___ RECORDS FOR THIS EXERCISE

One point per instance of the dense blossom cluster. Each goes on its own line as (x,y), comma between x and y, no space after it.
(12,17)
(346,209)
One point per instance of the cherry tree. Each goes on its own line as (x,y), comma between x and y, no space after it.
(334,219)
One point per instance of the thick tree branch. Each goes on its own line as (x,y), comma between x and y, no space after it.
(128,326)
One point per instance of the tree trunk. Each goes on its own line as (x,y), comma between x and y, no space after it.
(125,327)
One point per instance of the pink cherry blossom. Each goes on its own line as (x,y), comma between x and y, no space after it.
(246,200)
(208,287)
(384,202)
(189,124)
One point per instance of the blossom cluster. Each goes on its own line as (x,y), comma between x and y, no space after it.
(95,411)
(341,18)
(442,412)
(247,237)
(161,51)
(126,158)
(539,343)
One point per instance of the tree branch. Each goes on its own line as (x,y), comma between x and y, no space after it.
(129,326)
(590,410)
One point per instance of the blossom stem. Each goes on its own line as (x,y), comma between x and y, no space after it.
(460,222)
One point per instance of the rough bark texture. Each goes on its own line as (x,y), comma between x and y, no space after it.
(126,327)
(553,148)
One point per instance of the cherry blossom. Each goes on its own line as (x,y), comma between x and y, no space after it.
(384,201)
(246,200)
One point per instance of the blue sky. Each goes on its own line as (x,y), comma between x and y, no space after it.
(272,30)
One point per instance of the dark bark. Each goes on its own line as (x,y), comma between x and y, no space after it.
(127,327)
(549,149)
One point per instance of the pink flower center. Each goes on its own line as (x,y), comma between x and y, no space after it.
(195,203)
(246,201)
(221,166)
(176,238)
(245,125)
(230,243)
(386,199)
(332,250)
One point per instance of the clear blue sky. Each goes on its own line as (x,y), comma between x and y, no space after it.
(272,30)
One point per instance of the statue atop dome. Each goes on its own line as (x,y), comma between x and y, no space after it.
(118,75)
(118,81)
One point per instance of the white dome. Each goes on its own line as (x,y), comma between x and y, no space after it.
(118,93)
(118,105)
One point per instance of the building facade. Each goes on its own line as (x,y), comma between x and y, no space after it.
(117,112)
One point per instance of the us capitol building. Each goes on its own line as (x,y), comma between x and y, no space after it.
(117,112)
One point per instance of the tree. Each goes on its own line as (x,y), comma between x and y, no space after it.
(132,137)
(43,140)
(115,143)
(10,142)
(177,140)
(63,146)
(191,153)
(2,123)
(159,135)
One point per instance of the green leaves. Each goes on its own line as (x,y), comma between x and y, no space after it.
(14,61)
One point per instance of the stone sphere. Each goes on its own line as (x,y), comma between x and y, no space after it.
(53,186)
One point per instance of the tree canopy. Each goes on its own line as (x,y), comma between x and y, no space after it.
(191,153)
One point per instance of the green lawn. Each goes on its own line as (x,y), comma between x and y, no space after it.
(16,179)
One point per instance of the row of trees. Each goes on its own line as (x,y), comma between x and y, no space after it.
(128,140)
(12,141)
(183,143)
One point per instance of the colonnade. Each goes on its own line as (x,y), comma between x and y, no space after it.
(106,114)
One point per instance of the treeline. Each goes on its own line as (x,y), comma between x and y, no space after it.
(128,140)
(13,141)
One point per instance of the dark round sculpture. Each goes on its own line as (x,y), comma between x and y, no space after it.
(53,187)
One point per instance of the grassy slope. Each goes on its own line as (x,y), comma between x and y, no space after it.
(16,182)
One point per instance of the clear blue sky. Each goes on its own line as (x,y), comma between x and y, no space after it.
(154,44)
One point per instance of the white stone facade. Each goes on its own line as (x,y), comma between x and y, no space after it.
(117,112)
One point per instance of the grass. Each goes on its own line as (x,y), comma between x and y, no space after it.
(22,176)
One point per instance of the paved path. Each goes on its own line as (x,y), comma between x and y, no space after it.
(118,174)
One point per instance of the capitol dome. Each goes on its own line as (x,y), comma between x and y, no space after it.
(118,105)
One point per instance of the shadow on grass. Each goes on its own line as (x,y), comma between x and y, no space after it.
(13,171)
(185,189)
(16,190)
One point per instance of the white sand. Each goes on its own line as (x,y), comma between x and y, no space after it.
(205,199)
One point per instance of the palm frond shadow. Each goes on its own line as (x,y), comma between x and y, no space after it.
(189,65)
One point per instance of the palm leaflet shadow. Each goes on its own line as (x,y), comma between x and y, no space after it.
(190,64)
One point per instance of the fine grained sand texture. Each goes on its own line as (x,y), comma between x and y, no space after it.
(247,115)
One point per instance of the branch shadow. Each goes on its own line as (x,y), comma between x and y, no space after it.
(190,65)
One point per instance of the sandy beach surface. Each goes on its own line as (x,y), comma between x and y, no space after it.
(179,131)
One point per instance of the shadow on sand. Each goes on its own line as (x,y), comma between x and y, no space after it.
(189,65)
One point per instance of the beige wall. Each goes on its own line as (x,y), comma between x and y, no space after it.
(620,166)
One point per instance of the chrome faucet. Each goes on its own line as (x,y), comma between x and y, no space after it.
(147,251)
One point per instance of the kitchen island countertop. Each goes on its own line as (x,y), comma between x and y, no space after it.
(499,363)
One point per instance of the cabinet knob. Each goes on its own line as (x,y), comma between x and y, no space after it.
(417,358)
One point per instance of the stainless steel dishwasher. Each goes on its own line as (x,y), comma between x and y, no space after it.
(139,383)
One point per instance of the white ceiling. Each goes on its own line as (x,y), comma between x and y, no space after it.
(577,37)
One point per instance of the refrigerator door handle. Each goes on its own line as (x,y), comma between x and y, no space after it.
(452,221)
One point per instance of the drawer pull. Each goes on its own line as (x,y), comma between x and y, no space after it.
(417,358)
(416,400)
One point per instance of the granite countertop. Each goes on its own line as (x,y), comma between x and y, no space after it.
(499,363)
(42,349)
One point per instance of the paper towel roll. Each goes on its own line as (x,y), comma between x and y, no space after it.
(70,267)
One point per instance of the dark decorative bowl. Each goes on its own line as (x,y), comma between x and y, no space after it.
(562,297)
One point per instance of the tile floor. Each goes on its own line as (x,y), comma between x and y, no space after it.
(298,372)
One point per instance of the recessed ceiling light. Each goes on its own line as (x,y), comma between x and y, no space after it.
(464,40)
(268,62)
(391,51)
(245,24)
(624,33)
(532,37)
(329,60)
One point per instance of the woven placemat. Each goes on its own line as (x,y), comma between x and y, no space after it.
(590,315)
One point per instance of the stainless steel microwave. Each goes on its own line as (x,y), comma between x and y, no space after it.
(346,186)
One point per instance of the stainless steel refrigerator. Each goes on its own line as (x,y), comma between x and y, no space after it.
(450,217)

______

— YOUR ASSIGNMENT —
Write out every entry above, word for word.

— WRITTEN ANSWER —
One point per instance of the dense blossom cluster. Each goes on its own line as (x,y), comma between x and y, no space after it.
(12,17)
(346,209)
One point per instance of the cherry tree. Each goes on its own line as (x,y), comma between x and y, no space after it.
(334,219)
One point per instance of the thick tree branch. Each goes on its own line as (x,y), comma between x and y, no space after it.
(128,326)
One point per instance of the tree trunk. Each goes on its own line as (x,y), comma between x and y, no space after it.
(125,327)
One point per instance of the pink cherry blossom. Each goes on its own line as (x,y), comma between x and y, no space after it.
(246,200)
(208,287)
(384,202)
(189,124)
One point per instance of the blossom cluster. Each goes on its own line as (x,y), comma between x and y, no space after it.
(95,411)
(341,18)
(442,412)
(247,237)
(161,51)
(126,158)
(539,343)
One point per instance of the tree branch. Each goes on its own line as (x,y), comma between x and y, no space after it.
(129,326)
(590,410)
One point per instance of the blossom stem. Each goes on its own line as (x,y), comma between x and y, no space after it.
(460,222)
One point per instance of the rough bark texture. Each goes on its own line as (x,y), comma between x and y, no space after it.
(126,327)
(553,148)
One point per instance of the cherry blossom. Each goes on its own line as (x,y), comma between x and y, no space after it.
(384,201)
(246,200)
One point per instance of the blue sky. Each goes on its own line as (x,y), comma between x and y, no space after it.
(272,30)
One point per instance of the dark bark. Each goes on its own line as (x,y), comma between x and y, no space after it.
(127,327)
(549,149)
One point per instance of the pink flower center. Each goes on its own line as (x,y), comma between x and y, no space after it.
(195,203)
(246,201)
(221,166)
(176,238)
(245,125)
(230,243)
(386,199)
(332,250)
One point per instance of the clear blue sky. Each goes on its own line as (x,y), comma between x and y, no space after it.
(272,30)
One point per instance of the statue atop dome. Each goes on its own line as (x,y), comma between x and y, no space after it.
(118,75)
(118,81)
One point per instance of the white dome. Each goes on its own line as (x,y), comma between x and y, no space after it.
(118,93)
(118,105)
One point per instance of the building facade. Each goes on its own line as (x,y), comma between x and y, no space after it.
(117,112)
One point per instance of the us capitol building. Each goes on its own line as (x,y), comma between x and y, no space after it.
(117,112)
One point per instance of the tree. Each goes on its own line as (x,y), comma between x and y, no space after it.
(132,137)
(43,140)
(115,143)
(10,142)
(177,140)
(63,146)
(191,153)
(2,123)
(159,135)
One point per instance of the green leaves. Each goes on its own line as (x,y), comma between x and y, no space after it.
(14,61)
One point per instance of the stone sphere. Each goes on its own line as (x,y), comma between x and y, no space after it.
(53,186)
One point per instance of the tree canopy. Each goes on its own line as (x,y), comma between x and y, no space after it.
(191,153)
One point per instance of the green lawn. Each goes on its own line as (x,y), comma between x and y, no space after it.
(16,179)
One point per instance of the row of trees. Each goes on its own line as (x,y), comma between x and y, no space after it.
(128,140)
(12,141)
(183,143)
One point per instance of the colonnade. Each goes on its own line as (x,y), comma between x and y, no space after it.
(106,114)
One point per instance of the treeline. Each goes on its own line as (x,y), comma between x and y, no space after it.
(128,140)
(13,141)
One point per instance of the dark round sculpture. Each goes on its own line as (x,y), comma between x and y, no space after it.
(53,187)
One point per instance of the grassy slope. Each goes on its own line as (x,y), comma between x and y, no space after it.
(16,182)
One point per instance of the clear blue sky. Each goes on its own line as (x,y), comma between x and y, no space after it.
(154,44)
One point per instance of the white stone facade. Each goes on its own line as (x,y), comma between x and y, no space after it.
(117,112)
One point per instance of the grass. Each goes on its own line as (x,y), comma between x and y, no space after it.
(22,176)
One point per instance of the paved path. Each goes on its own line as (x,y), comma between x and y, no space after it.
(118,174)
One point per instance of the capitol dome. Each goes on its own line as (x,y), comma between x and y, no space after it.
(118,105)
One point per instance of the shadow on grass. Each goes on its own line as (x,y), comma between x and y, no space after it.
(13,171)
(185,189)
(16,190)
One point per instance of the white sand. Each goes on its own line as (x,y), comma between x and y, no space after it.
(205,199)
One point per instance of the palm frond shadow. Each goes on its own line as (x,y), comma between x and y, no space after it.
(189,65)
One point per instance of the palm leaflet shadow. Each goes on its own line as (x,y), comma between x and y, no space after it.
(190,64)
One point per instance of the fine grained sand texture. Each goes on its own line as (x,y), comma between x and y, no space after it.
(247,115)
One point per instance of the branch shadow. Each goes on its own line as (x,y), comma between x and y, no space after it.
(190,65)
One point per instance of the sandy beach surface. Each goes on its own line as (x,y), comma between x and y, no space after it.
(179,131)
One point per instance of the shadow on sand. Each goes on its own line as (x,y), comma between x and y, no space after it.
(189,65)
One point per instance of the beige wall. Each goes on its own line as (x,y), comma between x and y, no space after it.
(620,166)
One point per instance of the chrome faucet. Each goes on its own line as (x,y), comma between x and y, no space after it.
(147,251)
One point per instance of the kitchen island countertop. Each goes on its own line as (x,y), comma between x and y, no space after it.
(499,363)
One point per instance of the cabinet knob. Each goes on its own line as (x,y), comma between x and y, no space after it.
(417,358)
One point per instance of the stainless steel dishwasher. Each goes on its own line as (x,y), comma between x and y, no space after it.
(139,383)
One point per instance of the white ceiling. Each goes on its own line as (x,y), comma between x and y, no space after it.
(577,37)
One point per instance of the refrigerator door handle. Each goes on its own line as (x,y), comma between x and y, no space after it.
(452,221)
One point per instance of the drawer pull. Each goes on its own line as (x,y), comma between x and y, no space after it.
(417,358)
(416,400)
One point per instance of the granite countertop. Each goes on its own line as (x,y), comma between x and y, no space after it.
(499,363)
(42,349)
One point per instance of the paper towel roll. Each goes on its own line as (x,y), comma between x and y, no space after it.
(70,267)
One point per instance of the dark decorative bowl. Each goes on its own line as (x,y), comma between x and y, no space after it.
(562,297)
One point per instance of the tile floor. Each goes on its own line as (x,y), comma between x and y, no space after it.
(298,372)
One point per instance of the recessed ceiling light. Each goes on its own line as (x,y), comma between x and y, no space after it.
(464,40)
(268,62)
(391,51)
(245,24)
(624,33)
(532,37)
(329,60)
One point per instance of the woven placemat. Each goes on its own line as (x,y), comma between x and y, no space after it.
(590,315)
One point per instance of the stainless steel microwave. Each goes on its own line as (x,y), comma between x and y, no space after it.
(346,186)
One point per instance of the stainless steel refrigerator. Each goes on its own line as (x,y), comma between x and y, no space after it.
(450,217)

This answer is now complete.